(Records shown Opens)
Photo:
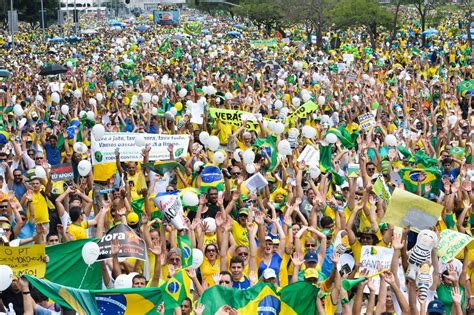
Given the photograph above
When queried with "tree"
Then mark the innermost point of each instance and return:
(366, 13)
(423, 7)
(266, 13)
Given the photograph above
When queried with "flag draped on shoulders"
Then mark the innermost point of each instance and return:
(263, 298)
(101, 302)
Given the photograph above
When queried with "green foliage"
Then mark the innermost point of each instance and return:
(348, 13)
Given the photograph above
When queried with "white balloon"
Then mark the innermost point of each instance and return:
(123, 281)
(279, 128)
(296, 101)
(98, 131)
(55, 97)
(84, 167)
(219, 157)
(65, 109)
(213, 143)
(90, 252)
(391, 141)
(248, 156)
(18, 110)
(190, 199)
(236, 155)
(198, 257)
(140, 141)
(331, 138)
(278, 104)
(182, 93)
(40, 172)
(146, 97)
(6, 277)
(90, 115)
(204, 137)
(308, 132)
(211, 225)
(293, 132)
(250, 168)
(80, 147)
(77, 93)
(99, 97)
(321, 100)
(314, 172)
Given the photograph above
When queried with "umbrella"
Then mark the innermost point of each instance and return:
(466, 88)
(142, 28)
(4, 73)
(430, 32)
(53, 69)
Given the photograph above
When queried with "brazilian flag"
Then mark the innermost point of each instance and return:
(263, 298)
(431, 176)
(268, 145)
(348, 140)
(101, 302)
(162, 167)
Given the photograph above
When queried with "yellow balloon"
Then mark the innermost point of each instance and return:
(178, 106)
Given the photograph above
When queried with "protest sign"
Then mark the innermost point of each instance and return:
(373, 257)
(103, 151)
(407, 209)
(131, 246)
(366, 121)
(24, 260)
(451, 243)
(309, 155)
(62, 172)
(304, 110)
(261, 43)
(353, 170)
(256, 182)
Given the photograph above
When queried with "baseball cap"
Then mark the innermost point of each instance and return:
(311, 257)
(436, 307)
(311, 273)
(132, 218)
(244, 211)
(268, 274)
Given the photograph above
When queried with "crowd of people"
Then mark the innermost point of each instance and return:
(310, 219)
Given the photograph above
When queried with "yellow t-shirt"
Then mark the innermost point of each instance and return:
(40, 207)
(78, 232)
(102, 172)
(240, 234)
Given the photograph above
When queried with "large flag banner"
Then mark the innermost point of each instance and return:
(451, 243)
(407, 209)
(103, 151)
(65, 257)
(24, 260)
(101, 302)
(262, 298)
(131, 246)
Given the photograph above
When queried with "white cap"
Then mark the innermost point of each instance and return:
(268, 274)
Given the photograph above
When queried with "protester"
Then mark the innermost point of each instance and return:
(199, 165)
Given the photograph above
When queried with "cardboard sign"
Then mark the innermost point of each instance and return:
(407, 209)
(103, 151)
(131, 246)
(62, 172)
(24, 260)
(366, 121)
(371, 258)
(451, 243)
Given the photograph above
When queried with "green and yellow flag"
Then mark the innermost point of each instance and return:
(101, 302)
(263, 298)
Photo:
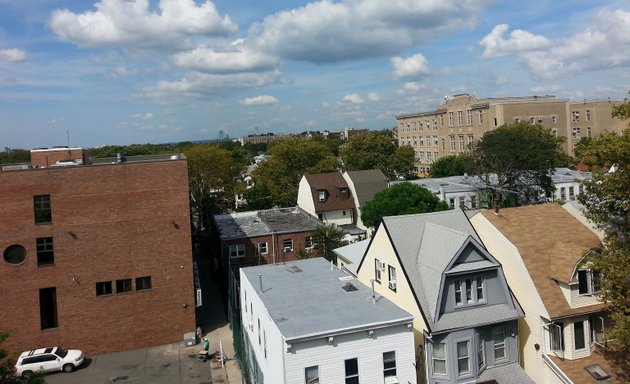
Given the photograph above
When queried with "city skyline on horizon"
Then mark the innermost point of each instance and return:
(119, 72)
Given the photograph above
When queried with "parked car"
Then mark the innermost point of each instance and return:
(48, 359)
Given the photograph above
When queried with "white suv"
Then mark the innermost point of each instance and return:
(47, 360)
(Records shown Closes)
(Records shown Opens)
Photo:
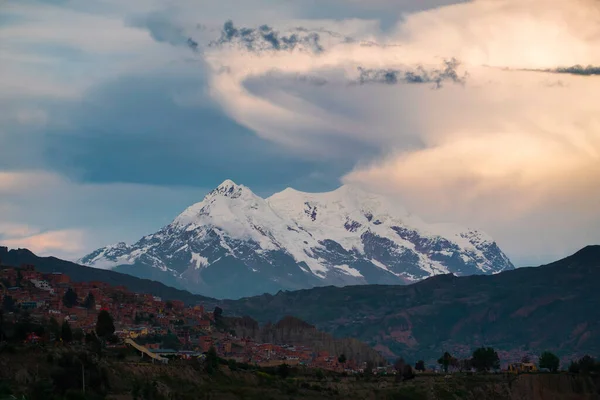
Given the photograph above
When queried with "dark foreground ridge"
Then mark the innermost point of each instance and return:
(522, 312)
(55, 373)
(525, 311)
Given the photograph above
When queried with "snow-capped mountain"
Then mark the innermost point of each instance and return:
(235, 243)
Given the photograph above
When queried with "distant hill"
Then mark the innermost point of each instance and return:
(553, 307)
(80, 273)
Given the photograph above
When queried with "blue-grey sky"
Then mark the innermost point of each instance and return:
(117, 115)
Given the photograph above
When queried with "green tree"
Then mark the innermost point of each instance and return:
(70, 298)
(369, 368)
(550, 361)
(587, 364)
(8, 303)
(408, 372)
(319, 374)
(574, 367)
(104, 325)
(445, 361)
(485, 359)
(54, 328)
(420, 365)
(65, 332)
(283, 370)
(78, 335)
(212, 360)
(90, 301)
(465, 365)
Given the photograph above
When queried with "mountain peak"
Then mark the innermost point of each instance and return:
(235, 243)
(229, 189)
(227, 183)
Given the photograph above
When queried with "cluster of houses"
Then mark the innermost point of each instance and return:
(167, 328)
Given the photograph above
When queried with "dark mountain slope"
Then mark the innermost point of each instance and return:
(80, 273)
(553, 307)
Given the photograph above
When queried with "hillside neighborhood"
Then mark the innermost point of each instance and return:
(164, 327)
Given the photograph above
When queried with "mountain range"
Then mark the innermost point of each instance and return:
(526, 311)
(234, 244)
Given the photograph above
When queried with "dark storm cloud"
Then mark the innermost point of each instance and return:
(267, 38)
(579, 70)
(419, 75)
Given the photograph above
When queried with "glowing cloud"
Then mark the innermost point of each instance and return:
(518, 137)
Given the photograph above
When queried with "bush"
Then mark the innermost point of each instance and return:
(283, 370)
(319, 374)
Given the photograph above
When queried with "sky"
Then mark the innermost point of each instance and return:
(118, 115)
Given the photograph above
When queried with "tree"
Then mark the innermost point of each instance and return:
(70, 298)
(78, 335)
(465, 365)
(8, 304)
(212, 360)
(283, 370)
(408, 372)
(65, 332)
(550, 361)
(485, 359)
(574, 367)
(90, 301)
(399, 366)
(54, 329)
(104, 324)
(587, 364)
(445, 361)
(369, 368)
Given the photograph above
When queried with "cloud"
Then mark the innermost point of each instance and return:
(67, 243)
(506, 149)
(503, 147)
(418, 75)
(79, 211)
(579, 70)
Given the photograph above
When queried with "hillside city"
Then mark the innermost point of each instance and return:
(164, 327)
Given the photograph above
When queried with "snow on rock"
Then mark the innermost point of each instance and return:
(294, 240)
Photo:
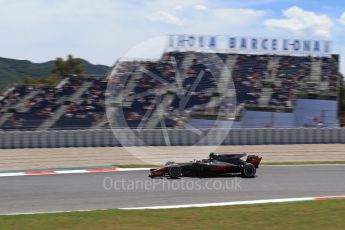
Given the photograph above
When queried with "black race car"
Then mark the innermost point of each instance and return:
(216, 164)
(Records shown Closes)
Return each line of the listing that holds the word "hillside".

_Response to the exercise_.
When queried with "hillside neighborhood"
When queried with "hillside city"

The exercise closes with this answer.